### Records shown

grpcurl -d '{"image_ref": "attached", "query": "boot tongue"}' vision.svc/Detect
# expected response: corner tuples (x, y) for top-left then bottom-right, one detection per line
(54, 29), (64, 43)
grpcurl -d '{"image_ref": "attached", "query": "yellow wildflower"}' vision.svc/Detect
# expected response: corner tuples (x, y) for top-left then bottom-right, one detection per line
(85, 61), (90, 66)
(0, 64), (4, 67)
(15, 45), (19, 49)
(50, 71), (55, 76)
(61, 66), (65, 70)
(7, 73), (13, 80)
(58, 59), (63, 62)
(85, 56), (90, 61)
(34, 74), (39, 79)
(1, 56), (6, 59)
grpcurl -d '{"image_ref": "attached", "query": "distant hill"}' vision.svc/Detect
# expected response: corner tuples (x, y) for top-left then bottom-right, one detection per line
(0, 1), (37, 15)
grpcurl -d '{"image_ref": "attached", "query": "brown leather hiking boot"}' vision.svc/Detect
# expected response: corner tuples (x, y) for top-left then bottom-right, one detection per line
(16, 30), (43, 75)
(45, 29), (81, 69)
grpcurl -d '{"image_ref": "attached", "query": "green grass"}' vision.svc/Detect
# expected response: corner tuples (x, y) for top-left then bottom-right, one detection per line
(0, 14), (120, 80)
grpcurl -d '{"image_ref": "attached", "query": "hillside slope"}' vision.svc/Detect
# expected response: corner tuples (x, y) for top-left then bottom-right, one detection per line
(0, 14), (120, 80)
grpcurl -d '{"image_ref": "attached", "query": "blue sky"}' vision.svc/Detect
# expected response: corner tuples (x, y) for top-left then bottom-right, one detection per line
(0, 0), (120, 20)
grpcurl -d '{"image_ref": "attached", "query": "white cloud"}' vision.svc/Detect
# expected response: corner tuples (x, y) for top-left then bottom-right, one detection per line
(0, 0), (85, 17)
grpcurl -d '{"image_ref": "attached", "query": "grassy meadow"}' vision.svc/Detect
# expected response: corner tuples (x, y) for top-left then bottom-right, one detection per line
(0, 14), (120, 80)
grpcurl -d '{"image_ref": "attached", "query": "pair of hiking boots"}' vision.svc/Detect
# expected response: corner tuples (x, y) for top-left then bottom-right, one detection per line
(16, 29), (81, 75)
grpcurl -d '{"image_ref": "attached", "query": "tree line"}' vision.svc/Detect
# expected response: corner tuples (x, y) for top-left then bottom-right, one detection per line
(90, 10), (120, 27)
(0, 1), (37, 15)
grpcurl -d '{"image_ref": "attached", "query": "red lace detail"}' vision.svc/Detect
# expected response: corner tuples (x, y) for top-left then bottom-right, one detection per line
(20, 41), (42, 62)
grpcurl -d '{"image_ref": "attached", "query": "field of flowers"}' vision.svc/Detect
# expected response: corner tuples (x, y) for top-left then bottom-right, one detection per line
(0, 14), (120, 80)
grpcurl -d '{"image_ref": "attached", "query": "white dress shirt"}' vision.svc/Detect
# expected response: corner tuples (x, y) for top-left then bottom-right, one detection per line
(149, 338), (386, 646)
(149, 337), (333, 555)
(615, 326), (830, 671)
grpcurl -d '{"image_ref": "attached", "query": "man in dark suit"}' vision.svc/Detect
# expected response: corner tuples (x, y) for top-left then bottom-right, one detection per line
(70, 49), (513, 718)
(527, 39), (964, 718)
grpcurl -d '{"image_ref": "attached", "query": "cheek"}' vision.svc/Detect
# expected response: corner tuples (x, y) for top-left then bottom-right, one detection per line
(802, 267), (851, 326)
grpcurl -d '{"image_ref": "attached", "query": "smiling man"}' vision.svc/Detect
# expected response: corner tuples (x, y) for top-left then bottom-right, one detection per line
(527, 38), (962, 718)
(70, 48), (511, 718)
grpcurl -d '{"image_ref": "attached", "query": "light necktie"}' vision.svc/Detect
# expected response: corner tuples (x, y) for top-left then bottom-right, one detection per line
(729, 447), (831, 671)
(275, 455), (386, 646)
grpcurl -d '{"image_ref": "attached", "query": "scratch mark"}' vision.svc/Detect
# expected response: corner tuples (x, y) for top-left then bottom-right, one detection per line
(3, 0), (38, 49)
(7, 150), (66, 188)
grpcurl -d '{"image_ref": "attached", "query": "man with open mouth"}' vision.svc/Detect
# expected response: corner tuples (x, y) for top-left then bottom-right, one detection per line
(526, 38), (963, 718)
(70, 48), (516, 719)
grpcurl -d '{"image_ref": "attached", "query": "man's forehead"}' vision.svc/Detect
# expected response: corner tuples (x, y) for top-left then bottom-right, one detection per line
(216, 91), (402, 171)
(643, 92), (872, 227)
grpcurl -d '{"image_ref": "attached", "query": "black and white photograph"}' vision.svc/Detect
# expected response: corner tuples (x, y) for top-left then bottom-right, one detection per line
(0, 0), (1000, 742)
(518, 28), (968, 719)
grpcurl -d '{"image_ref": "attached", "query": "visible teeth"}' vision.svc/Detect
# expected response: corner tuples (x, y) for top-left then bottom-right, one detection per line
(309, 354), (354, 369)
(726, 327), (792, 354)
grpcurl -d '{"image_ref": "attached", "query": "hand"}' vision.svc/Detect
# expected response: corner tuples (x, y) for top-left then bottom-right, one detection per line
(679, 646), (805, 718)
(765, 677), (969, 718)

######

Given instruction:
Copy every item above line for line, keeping each character the same.

Result of this task:
grpcurl -d '{"image_ref": "attached", "query": "boot tongue"}' vision.svc/Detect
# expected response: corner tuples (x, y) for top-left then bottom-right, one detection per line
(54, 29), (64, 43)
grpcurl -d '{"image_ref": "attached", "query": "yellow wildflower"}' vision.svc/Detect
# expected response: corner tuples (x, y) for top-left then bottom-right, one detection per line
(85, 61), (90, 66)
(0, 64), (4, 67)
(15, 45), (19, 49)
(50, 71), (55, 76)
(61, 66), (65, 70)
(7, 73), (13, 80)
(58, 59), (63, 62)
(85, 56), (90, 61)
(34, 74), (39, 79)
(1, 56), (6, 59)
grpcurl -d '{"image_ref": "attached", "query": "distant hill"}' vision.svc/Detect
# expected response: corner tuples (x, y) for top-left then bottom-right, one detection per line
(0, 1), (37, 15)
grpcurl -d '{"image_ref": "attached", "query": "brown leather hiking boot"}' vision.svc/Detect
# expected response: corner tuples (x, y) for top-left then bottom-right, one detection per line
(16, 30), (43, 75)
(45, 29), (81, 69)
grpcurl -d '{"image_ref": "attached", "query": "green grass"}' vision.svc/Detect
# expected response: corner tuples (x, y) for top-left then bottom-right, one detection per line
(0, 14), (120, 80)
grpcurl -d '{"image_ref": "attached", "query": "hillside slope"}' vision.svc/Detect
# expected response: corner tuples (x, y) for top-left then bottom-right, one detection per line
(0, 14), (120, 80)
grpcurl -d '{"image_ref": "attached", "query": "blue sky"}' vision.svc/Detect
# expected response: corner tuples (x, y) for top-left then bottom-right, one detection per line
(0, 0), (120, 20)
grpcurl -d '{"image_ref": "attached", "query": "white cloud"}' vision.svc/Detect
# expected response: corner tuples (x, y) for top-left then bottom-right, one detection per line
(0, 0), (85, 17)
grpcurl -d '{"image_ref": "attached", "query": "grassy meadow"}' vision.svc/Detect
# expected response: corner tuples (x, y) for top-left then bottom-right, one detection per line
(0, 14), (120, 80)
grpcurl -d '{"image_ref": "attached", "query": "pair of hiking boots"}' vision.svc/Detect
# expected response: corner tuples (x, y) for top-left then bottom-right, one detection per line
(16, 29), (81, 75)
grpcurl -d '{"image_ref": "attached", "query": "tree line"}' vision.svc/Detect
# expected response: corner tuples (x, y) for top-left then bottom-right, one detection per line
(90, 10), (120, 27)
(0, 1), (37, 15)
grpcurl -d '{"image_ref": "attached", "query": "red lace detail"}' vision.svc/Detect
# expected response: corner tuples (x, y) for top-left then bottom-right, one detection per line
(20, 41), (42, 62)
grpcurl -d '{"image_ref": "attached", "query": "field of flowers"}' vision.svc/Detect
# expected response: corner tuples (x, y) for top-left then bottom-right, one detection per line
(0, 14), (120, 80)
grpcurl -d '{"image_ref": "attached", "query": "white dress shirt"}' vision.svc/Detect
# expected response: corner tuples (x, y) for top-left then bottom-right, one detection per line
(149, 338), (386, 646)
(149, 337), (333, 555)
(615, 326), (830, 671)
grpcurl -d '{"image_ref": "attached", "query": "man in dark suit"}' vision.svc/Detect
# expected response: corner tuples (x, y) for top-left then bottom-right, one detection per line
(70, 49), (513, 718)
(527, 39), (964, 718)
grpcurl -d '{"image_ref": "attached", "query": "cheek"}' vision.svc/Detect
# expected response: corner tuples (x, y) for top-left then bottom-right, one detection per line
(802, 267), (851, 326)
grpcurl -d '{"image_ref": "attached", "query": "smiling man"}' vision.svc/Detect
# expected response: corner tuples (x, y) for top-left then bottom-right, one detection per line
(527, 38), (962, 718)
(70, 48), (511, 718)
grpcurl -d '{"image_ref": "attached", "query": "light necktie"}' vision.svc/Detect
# expected response: corner tuples (x, y) for top-left then bottom-right, one detection per line
(729, 447), (831, 671)
(275, 455), (386, 646)
grpcurl -d '{"image_ref": "attached", "query": "scratch mark"}' vision.svc/Detect
# expected response: corner tuples (x, y) for top-left then bottom-right, one detection per line
(3, 0), (38, 49)
(7, 150), (66, 188)
grpcurl -d '{"image_ref": "attached", "query": "man with open mouth"}' vision.svc/Detect
# expected response: corner tuples (x, y) for top-left then bottom-right, one detection per line
(526, 38), (963, 718)
(70, 48), (516, 719)
grpcurl -d '{"image_ref": "attached", "query": "man's forehead"}' vision.svc/Detect
# expected response: corner tuples (x, y) for top-left then bottom-right, one detection per line
(216, 91), (402, 171)
(643, 92), (872, 227)
grpcurl -d '{"image_ref": "attached", "query": "black and white photograph"}' vision.svc/Detect
# expected response: corner tuples (x, y) for top-left then bottom-right, one detection per line
(0, 0), (1000, 742)
(518, 28), (968, 719)
grpcurl -d '{"image_ref": "attached", "query": "visible teeth"}' vision.svc/Detect
# expected response: corner tuples (x, y) for top-left then bottom-right, one detection per line
(309, 354), (354, 369)
(726, 327), (792, 354)
grpcurl -d '{"image_ref": "attached", "query": "hand"}' vision.svc/Detect
# expected response: corner tuples (x, y) for top-left then bottom-right, one detection per line
(679, 646), (805, 718)
(765, 677), (969, 718)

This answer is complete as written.